[Stored items from a collection]
++++++++++

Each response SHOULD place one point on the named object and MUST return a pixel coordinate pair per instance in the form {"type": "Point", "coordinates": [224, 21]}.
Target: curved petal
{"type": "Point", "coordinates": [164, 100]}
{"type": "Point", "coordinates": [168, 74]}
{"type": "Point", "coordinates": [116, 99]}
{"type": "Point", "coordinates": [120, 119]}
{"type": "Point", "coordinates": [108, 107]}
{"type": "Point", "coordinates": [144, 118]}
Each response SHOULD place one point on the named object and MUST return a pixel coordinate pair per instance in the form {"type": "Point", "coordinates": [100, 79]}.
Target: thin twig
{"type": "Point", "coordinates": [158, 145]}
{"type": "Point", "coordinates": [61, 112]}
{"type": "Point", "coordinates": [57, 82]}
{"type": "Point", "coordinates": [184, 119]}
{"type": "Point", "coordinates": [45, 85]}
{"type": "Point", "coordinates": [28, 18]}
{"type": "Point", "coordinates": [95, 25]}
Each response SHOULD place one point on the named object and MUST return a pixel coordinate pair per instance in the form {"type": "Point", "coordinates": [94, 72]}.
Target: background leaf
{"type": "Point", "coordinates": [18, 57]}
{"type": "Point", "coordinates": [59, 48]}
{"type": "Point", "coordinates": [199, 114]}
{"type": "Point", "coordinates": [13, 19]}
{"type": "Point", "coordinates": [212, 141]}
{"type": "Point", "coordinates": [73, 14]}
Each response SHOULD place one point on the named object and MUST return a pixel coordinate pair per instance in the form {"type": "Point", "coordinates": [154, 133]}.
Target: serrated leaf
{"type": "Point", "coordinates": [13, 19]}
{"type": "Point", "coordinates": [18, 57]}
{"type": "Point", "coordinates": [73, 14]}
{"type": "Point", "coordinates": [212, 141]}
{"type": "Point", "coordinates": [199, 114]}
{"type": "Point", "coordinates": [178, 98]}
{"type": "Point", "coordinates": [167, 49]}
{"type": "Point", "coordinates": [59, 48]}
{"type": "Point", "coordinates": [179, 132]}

++++++++++

§ **What this task involves**
Wherever the word "object" appears in a line of the data, copy that line.

§ **Result**
Each response SHOULD place one point on the named object and MUST return a pixel coordinate pair per instance in the form {"type": "Point", "coordinates": [224, 21]}.
Each response SHOULD place one point on the named object and MUST return a pixel coordinate pair per instance in the form {"type": "Point", "coordinates": [100, 79]}.
Each response SHOULD place one point on the named object and MUST return a pixel coordinate pair per instance in the form {"type": "Point", "coordinates": [94, 72]}.
Each response SHOULD place one point on the named object and MUST return a pixel coordinate pair per instance in the form {"type": "Point", "coordinates": [154, 133]}.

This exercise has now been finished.